- _ASSIGNMENT_
Copy out every entry, keeping each character the same.

- _DATA TO PROCESS_
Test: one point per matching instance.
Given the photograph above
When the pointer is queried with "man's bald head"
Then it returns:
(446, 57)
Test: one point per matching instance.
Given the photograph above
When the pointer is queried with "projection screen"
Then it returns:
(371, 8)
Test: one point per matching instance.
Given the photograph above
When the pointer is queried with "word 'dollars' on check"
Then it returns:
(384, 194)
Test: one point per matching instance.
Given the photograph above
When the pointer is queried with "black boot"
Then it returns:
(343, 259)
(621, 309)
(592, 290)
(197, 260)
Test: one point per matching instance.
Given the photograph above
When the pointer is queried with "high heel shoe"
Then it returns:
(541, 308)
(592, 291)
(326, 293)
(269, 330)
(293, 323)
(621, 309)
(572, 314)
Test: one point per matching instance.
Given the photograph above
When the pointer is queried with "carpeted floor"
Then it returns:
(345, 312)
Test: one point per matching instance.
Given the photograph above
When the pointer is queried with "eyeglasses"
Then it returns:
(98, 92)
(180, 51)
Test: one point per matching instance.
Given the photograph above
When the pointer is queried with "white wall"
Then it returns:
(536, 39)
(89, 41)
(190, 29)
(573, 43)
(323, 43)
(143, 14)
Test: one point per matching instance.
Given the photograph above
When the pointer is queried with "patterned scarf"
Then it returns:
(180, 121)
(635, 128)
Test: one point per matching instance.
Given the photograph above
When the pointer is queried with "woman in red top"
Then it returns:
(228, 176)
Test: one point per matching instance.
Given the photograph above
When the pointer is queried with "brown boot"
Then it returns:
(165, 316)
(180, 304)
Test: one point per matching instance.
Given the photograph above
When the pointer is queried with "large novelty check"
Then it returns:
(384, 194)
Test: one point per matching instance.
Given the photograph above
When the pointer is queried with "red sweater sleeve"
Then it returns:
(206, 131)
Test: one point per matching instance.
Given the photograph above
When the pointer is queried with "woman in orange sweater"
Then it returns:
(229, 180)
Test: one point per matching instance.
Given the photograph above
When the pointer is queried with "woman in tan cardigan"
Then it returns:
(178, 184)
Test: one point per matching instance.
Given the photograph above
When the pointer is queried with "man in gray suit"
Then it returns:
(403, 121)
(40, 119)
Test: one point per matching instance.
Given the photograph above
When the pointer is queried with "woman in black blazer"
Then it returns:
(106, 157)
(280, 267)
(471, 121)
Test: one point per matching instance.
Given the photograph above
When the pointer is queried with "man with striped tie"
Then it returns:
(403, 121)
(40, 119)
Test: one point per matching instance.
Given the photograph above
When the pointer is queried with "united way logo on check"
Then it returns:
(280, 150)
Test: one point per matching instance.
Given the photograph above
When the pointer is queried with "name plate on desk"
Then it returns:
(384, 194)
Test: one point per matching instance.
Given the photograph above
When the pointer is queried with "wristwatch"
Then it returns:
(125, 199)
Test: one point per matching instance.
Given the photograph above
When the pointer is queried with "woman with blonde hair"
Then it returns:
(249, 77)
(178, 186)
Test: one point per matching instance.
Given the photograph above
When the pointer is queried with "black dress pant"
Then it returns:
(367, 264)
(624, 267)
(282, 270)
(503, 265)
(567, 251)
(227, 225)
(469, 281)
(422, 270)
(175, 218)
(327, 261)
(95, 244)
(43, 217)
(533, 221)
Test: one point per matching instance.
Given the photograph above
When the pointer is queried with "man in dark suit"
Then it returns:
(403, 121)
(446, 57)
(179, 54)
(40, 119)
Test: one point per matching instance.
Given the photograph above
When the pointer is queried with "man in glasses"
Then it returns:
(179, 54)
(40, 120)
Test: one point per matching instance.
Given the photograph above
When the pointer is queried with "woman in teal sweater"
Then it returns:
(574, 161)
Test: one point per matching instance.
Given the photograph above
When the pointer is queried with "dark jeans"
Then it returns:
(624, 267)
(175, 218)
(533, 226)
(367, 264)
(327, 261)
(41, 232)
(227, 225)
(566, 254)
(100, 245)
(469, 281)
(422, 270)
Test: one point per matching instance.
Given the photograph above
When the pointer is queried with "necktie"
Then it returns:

- _SOLUTION TO THIS PROBLEM_
Test: one point per matching instance.
Given the photograph above
When the pointer is queried with "man's bald head"
Then it returns:
(446, 57)
Test: one point per matching instance.
Given the photograph above
When the pointer is queried with "projection screen"
Then it returns:
(371, 8)
Test: one point per matching instance.
Given the photograph above
When the pointer is queried with "word 'dollars' on check"
Then it returns:
(384, 194)
Test: one point per matching instance.
Given the photograph above
When the pointer is queried with "black boot"
Then it returns:
(343, 259)
(621, 309)
(592, 290)
(197, 260)
Test: one point per matching instance.
Given the photograph above
When the pointer is queried with "high heel shoe"
Then it returns:
(541, 308)
(592, 291)
(326, 293)
(269, 330)
(293, 323)
(621, 309)
(572, 314)
Test: one point per matching instance.
Given the photograph above
When the pointer is queried with "carpeted floor"
Then it returns:
(345, 312)
Test: one point per matching instance.
Given the photograph above
When the pointer is queried with "eyeglasses"
Then it returns:
(98, 92)
(180, 51)
Test: one point per matching instance.
Given the photograph above
When the pointer is queried with "white wall"
Then it returns:
(536, 39)
(89, 41)
(190, 29)
(573, 43)
(323, 43)
(143, 14)
Test: one point per matching instance.
Given the photograph above
When the pointer is queried with "patterned scarf"
Then it returns:
(180, 121)
(635, 128)
Test: one point per matching instance.
Given the photograph above
When the pointer is queried with "woman in red top"
Then it returns:
(228, 176)
Test: one point per matching instance.
Given the photograph above
When the pointer is queried with "brown boot"
Then it returns:
(165, 316)
(180, 304)
Test: one point per matching instance.
Given the photograph above
When the pointer is queried with "large novelty check"
Then it returns:
(384, 194)
Test: one point per matching instance.
Given the photograph above
When the pointer is queried with "red sweater sleeve"
Then it returns:
(206, 131)
Test: one point per matching instance.
Given the photograph above
When the pointer is queried with "woman in orange sweater"
Then it returns:
(229, 180)
Test: one point per matching instance.
Given the photograph above
When the pointer is queried with "woman in tan cardigan"
Then it returns:
(178, 184)
Test: one point per matching instance.
Given the photograph above
When the pointer is queried with "man in gray suit"
Then it returns:
(403, 121)
(40, 119)
Test: one point per matching instance.
Given the photograph above
When the pointer is queried with "woman in black blazer"
Then it returns:
(106, 157)
(280, 267)
(471, 121)
Test: one point per matching instance.
Given the photograph above
When the pointer is queried with "man with striped tie"
Then it returns:
(403, 121)
(40, 119)
Test: one point per matching instance.
Given the photograph above
When the pointer is queried with "united way logo on check"
Then it returns:
(280, 150)
Test: one point per matching instance.
Given the photograph above
When the pointer is queried with "name plate on desk"
Then it returns:
(384, 194)
Test: one point per matching instance.
Given the photograph above
When the pointer is queried with "wristwatch"
Then it returns:
(125, 199)
Test: one point per matching instance.
Given the photograph above
When the pointer is queried with "woman with blonde hair"
Then it returns:
(249, 77)
(178, 186)
Test: one point per matching instance.
Given the photograph above
When the pointer is queried with "black dress pant"
Then it returns:
(367, 264)
(624, 267)
(282, 270)
(503, 265)
(567, 251)
(227, 225)
(469, 281)
(422, 270)
(175, 218)
(327, 261)
(95, 244)
(43, 217)
(533, 221)
Test: one point per matching instance.
Given the photograph above
When the pointer is queried with "man in dark suit"
Then it returns:
(403, 121)
(446, 57)
(179, 54)
(40, 119)
Test: one point per matching instance.
Given the photograph above
When the pointer is queried with "man in glasses"
Then it returns:
(179, 54)
(40, 120)
Test: one point per matching instance.
Given the photograph above
When the pointer is queried with "woman in teal sweater"
Then it returns:
(574, 161)
Test: one point per matching instance.
Given the photograph above
When the pointer is queried with "dark jeans"
Then it returns:
(624, 267)
(175, 218)
(533, 226)
(367, 264)
(327, 261)
(41, 232)
(227, 225)
(566, 254)
(100, 245)
(469, 281)
(422, 270)
Test: one point per matching instance.
Given the photograph above
When the pointer is queried with "necktie"
Then it returns:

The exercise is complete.